**Einträge zur Ortsbestimmung:**

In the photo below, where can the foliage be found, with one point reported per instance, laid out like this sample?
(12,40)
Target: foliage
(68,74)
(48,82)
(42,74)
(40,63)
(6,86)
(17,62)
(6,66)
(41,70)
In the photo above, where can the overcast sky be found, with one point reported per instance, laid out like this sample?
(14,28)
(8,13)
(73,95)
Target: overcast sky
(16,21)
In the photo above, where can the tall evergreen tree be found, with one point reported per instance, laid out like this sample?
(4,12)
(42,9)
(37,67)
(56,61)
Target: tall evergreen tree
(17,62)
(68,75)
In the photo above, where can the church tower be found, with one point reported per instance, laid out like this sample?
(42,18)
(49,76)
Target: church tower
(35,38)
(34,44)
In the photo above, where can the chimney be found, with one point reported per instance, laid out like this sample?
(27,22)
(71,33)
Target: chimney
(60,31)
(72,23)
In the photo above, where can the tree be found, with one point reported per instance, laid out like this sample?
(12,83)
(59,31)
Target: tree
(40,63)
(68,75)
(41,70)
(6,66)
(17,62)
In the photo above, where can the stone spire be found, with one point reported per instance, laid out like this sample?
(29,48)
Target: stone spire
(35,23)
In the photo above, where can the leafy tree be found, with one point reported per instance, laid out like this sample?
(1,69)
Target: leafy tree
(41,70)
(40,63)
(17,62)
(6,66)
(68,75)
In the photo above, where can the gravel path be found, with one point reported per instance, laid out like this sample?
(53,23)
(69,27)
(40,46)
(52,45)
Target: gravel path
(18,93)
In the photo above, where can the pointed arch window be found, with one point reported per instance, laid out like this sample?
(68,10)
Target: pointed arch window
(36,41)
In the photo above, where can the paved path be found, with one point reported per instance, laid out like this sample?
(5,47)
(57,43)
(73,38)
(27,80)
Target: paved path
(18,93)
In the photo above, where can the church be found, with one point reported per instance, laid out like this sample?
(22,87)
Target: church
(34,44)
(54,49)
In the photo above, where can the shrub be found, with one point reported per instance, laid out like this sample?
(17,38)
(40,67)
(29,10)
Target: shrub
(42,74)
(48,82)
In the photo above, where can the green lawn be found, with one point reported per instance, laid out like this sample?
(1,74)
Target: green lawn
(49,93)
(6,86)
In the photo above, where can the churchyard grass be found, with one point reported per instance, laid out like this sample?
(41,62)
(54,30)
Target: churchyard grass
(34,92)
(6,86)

**Zu bearbeitende Aufgabe:** Aktualisieren Sie die Einträge, beginnend mit der Zeile, die „In the photo above, where can the pointed“ enthält, und endend mit dem letzten Eintrag. Ersetzen Sie dabei „paved path“ durch „cobblestone path“, lassen Sie alles Übrige unverändert und geben Sie nur diese Zeilen aus.

**Richtige Antwort:**
In the photo above, where can the pointed arch window be found, with one point reported per instance, laid out like this sample?
(68,10)
Target: pointed arch window
(36,41)
In the photo above, where can the cobblestone path be found, with one point reported per instance, laid out like this sample?
(5,47)
(57,43)
(73,38)
(27,80)
Target: cobblestone path
(18,93)
In the photo above, where can the church be found, with one point reported per instance, laid out like this sample?
(22,87)
Target: church
(34,44)
(54,49)
In the photo above, where can the shrub be found, with one point reported per instance, laid out like this sample?
(17,38)
(40,67)
(29,10)
Target: shrub
(42,74)
(48,82)
In the photo above, where can the green lawn be found, with one point reported per instance, laid out like this sample?
(1,74)
Target: green lawn
(49,93)
(6,86)
In the photo above, where can the churchyard grass be found, with one point reported per instance, laid out like this sample?
(41,62)
(54,30)
Target: churchyard grass
(34,92)
(6,86)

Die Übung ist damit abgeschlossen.